- _Given records_:
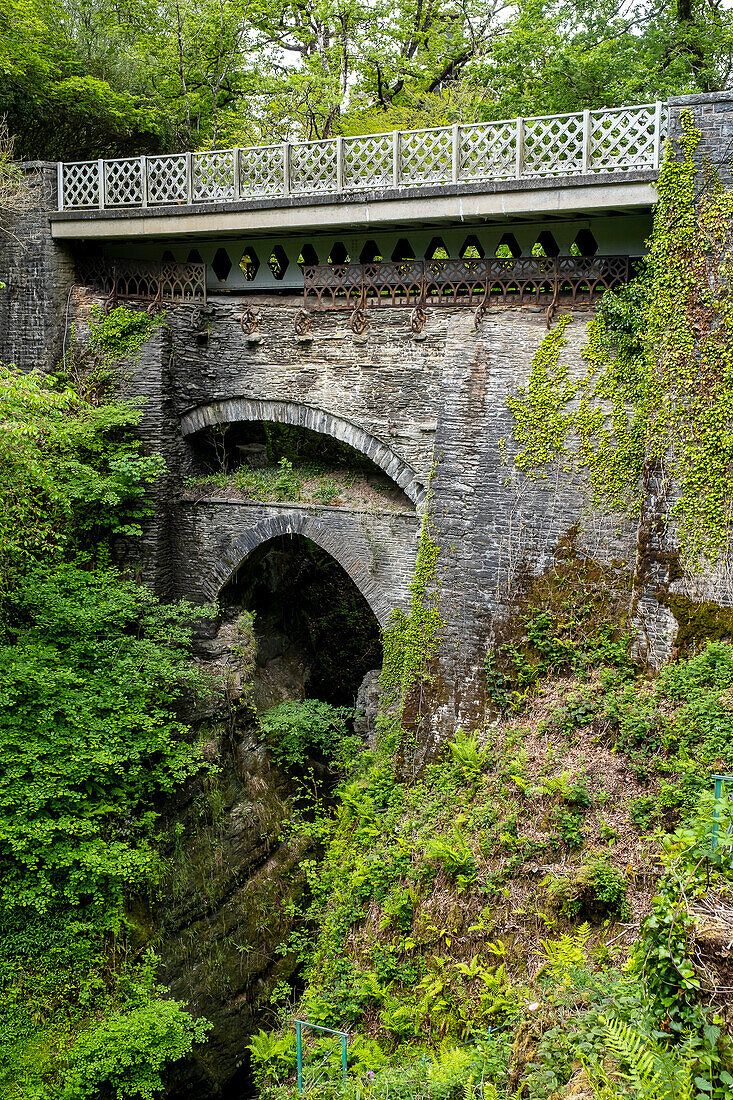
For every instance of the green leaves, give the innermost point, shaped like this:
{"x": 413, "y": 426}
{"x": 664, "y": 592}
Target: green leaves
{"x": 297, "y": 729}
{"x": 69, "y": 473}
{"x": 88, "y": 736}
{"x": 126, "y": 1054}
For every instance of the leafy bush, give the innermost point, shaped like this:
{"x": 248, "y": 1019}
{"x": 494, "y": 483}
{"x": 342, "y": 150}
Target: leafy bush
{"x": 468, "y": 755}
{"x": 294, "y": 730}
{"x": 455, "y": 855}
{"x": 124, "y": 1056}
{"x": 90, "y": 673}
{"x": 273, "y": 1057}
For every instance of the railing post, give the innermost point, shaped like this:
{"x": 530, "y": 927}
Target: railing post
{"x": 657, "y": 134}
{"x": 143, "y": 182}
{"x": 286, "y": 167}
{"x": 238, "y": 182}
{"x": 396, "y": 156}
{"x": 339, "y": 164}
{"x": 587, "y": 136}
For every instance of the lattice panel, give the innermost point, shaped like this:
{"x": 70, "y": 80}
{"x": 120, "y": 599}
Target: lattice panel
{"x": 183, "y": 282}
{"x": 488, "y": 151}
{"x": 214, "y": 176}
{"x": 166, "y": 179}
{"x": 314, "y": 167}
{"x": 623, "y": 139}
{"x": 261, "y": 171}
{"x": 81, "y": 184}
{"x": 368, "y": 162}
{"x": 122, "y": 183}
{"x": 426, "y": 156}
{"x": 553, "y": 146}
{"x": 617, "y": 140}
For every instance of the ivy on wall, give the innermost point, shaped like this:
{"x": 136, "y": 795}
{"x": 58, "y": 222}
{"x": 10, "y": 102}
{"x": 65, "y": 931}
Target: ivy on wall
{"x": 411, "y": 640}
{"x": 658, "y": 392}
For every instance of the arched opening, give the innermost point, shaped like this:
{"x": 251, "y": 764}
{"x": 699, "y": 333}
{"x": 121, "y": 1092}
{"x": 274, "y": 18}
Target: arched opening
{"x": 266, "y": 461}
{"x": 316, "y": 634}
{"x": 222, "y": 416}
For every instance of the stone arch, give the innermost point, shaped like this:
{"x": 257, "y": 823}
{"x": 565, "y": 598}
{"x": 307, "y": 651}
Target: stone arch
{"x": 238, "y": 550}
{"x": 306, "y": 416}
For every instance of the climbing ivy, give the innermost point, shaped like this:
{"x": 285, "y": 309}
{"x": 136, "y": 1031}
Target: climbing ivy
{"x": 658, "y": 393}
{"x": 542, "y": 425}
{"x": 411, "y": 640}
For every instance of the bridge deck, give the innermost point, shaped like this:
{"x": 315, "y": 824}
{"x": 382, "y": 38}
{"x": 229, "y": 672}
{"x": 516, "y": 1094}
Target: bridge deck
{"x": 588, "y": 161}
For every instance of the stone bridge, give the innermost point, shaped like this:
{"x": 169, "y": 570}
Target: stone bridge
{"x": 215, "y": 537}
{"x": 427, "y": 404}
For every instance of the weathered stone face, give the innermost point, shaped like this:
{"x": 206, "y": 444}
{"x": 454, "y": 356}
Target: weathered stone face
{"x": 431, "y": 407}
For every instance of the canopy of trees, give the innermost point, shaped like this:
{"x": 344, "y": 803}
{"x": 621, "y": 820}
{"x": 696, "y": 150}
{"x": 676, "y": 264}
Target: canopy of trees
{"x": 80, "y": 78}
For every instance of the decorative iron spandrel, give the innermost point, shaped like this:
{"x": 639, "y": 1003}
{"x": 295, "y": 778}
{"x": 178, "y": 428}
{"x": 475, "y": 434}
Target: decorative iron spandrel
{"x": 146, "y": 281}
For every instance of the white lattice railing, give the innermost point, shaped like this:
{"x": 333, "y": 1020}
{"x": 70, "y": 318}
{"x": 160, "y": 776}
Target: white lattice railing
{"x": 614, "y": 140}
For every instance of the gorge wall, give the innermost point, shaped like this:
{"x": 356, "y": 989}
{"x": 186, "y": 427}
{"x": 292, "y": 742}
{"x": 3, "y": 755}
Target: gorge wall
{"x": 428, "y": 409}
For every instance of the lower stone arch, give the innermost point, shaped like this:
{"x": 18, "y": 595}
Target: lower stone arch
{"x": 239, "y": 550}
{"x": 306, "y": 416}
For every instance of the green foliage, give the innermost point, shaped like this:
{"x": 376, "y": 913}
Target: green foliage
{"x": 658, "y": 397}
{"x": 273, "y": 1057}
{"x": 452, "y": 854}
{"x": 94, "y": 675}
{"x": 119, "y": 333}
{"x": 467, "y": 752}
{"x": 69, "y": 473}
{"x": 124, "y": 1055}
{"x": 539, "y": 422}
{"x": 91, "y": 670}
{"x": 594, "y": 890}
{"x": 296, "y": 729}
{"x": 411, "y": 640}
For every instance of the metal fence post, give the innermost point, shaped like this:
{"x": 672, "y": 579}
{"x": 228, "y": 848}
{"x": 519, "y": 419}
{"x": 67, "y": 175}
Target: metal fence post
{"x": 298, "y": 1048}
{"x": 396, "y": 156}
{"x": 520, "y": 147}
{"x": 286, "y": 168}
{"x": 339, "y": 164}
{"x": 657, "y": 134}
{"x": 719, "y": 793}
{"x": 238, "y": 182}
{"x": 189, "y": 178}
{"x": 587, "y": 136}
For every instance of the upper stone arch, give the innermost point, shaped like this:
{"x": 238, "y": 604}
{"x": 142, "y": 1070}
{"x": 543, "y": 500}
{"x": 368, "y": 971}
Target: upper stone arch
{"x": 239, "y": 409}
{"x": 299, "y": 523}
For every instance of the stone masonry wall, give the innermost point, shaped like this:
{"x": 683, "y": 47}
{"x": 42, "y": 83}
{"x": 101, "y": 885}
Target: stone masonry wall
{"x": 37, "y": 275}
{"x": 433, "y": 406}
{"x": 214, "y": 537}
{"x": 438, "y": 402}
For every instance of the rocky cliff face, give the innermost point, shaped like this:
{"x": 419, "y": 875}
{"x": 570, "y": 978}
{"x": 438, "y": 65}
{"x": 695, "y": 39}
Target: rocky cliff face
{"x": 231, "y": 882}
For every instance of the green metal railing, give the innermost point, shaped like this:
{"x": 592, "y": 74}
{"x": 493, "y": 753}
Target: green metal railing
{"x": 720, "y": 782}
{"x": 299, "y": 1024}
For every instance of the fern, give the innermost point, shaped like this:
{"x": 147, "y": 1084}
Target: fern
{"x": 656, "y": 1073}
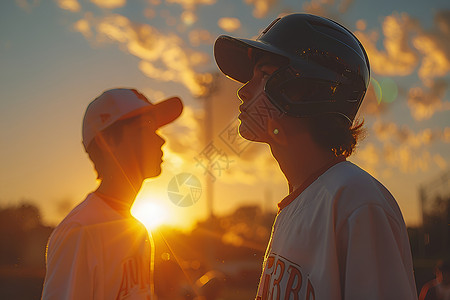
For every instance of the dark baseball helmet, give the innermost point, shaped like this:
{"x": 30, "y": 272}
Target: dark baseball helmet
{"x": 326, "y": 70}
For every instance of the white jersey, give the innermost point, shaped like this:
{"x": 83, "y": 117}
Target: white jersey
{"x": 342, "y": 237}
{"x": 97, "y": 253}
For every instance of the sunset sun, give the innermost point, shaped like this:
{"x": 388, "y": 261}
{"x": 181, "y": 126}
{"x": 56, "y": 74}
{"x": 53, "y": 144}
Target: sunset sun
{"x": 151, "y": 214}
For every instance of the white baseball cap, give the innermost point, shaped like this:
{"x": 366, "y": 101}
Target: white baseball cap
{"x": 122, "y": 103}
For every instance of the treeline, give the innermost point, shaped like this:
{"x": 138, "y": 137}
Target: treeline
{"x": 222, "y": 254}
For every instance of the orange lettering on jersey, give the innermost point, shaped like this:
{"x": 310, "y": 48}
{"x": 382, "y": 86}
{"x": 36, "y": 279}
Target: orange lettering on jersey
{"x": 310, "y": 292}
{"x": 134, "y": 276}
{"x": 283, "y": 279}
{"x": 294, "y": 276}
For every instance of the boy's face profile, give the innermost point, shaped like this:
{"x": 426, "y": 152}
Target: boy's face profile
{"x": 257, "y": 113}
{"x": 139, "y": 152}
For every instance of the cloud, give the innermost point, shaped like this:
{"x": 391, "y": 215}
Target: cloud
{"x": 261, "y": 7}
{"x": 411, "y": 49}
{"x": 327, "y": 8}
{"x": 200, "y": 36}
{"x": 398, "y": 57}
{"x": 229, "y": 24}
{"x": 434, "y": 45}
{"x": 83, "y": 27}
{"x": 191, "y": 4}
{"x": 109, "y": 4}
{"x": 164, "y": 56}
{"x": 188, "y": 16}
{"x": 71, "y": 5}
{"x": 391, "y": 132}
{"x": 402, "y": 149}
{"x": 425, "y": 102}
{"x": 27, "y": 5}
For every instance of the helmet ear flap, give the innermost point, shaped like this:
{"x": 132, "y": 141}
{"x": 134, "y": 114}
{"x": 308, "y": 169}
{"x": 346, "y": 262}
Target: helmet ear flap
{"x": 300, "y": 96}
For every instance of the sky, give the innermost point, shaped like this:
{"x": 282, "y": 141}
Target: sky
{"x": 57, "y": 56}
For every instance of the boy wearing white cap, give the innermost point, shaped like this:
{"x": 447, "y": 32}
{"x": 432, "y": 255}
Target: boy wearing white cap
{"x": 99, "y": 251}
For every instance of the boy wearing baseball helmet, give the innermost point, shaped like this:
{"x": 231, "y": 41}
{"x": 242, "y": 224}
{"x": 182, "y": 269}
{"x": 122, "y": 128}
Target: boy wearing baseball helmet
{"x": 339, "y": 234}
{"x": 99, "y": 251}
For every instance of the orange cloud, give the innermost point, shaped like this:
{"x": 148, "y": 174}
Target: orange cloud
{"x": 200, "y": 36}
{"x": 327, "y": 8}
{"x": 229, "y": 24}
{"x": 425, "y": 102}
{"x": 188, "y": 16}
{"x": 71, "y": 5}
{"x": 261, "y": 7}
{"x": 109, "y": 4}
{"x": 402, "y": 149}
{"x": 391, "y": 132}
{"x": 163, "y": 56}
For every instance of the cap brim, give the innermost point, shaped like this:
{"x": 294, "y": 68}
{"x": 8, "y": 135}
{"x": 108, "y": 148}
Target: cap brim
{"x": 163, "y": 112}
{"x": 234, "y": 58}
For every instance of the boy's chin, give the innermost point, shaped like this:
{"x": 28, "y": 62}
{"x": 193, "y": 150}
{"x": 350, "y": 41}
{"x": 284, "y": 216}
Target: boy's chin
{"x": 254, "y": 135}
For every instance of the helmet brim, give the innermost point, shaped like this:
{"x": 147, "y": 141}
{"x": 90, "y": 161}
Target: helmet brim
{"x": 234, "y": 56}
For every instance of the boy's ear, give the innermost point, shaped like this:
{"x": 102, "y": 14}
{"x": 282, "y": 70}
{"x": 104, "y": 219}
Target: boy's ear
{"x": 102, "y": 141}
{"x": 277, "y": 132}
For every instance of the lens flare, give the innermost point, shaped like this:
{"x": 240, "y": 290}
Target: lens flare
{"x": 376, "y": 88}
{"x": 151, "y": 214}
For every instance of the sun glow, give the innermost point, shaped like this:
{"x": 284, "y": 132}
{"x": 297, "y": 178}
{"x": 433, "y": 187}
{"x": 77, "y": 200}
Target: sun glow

- _Given problem_: Could you reproduce, word for word, the part of the listing above that runs from the line containing "For every instance of the sun glow, give" through the final line of the listing, with both of those lines included?

- _Final answer_:
For every instance of the sun glow, give the innermost point, shaped like this:
{"x": 284, "y": 132}
{"x": 297, "y": 178}
{"x": 433, "y": 187}
{"x": 77, "y": 200}
Target: sun glow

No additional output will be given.